Dataset excerpts on pointing to objects:
## Start
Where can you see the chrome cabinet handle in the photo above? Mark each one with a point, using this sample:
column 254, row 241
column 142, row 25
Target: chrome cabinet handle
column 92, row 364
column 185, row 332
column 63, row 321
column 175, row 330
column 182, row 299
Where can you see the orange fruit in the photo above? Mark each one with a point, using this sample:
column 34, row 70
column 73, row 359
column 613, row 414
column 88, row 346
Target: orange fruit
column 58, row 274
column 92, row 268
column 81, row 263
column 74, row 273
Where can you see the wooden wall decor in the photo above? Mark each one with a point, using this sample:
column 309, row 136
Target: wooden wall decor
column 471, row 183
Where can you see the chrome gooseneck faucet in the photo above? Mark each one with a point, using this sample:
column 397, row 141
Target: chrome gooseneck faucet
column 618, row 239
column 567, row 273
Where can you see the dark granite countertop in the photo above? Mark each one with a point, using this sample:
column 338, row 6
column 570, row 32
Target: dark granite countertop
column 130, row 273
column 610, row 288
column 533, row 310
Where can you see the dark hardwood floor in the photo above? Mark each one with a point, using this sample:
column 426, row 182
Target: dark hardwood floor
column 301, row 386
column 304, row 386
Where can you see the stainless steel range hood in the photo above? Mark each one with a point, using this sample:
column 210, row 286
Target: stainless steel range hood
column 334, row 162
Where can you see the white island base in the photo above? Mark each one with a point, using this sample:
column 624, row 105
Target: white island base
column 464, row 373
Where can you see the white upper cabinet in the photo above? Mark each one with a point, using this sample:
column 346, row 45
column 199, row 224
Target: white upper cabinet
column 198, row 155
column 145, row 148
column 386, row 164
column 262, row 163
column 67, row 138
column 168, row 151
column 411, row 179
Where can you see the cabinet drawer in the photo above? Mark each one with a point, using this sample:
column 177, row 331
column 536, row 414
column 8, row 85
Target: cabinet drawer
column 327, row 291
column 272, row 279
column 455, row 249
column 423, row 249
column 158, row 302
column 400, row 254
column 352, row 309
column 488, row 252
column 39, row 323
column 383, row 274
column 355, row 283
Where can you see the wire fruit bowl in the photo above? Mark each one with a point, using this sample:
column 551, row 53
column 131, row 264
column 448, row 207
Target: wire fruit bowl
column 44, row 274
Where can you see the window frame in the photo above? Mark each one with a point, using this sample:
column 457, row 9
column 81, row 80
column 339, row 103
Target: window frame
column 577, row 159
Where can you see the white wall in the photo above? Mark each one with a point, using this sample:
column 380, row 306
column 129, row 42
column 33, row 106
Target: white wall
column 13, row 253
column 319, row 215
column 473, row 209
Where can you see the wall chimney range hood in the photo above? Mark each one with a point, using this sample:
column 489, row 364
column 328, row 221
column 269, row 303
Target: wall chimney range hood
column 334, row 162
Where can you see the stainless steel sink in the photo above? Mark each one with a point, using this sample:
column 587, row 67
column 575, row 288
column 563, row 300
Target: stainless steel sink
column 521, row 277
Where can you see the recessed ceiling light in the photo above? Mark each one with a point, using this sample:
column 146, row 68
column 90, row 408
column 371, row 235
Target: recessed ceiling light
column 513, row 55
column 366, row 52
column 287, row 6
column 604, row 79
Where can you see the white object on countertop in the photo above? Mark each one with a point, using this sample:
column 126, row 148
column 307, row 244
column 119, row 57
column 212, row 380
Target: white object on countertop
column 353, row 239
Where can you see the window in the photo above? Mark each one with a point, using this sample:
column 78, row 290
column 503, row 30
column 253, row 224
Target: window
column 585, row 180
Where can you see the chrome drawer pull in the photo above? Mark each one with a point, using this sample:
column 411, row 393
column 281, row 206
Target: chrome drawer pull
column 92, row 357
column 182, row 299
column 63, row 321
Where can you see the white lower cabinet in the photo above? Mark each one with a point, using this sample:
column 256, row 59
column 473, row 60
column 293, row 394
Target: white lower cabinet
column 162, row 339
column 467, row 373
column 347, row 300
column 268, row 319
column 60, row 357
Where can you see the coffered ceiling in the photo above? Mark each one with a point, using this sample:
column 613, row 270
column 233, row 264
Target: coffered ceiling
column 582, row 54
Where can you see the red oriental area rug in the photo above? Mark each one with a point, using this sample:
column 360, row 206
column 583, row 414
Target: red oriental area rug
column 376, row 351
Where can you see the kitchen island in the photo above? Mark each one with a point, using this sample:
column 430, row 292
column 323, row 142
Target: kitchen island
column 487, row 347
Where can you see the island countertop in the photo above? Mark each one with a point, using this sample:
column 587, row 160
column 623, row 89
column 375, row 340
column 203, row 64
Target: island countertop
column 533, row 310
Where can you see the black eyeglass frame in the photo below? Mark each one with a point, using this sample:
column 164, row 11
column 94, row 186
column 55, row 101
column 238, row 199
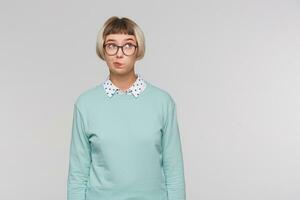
## End
The exercise: Count the lines in the rows above that contain the string "wire", with case counting, and give only that number.

Full solution: 2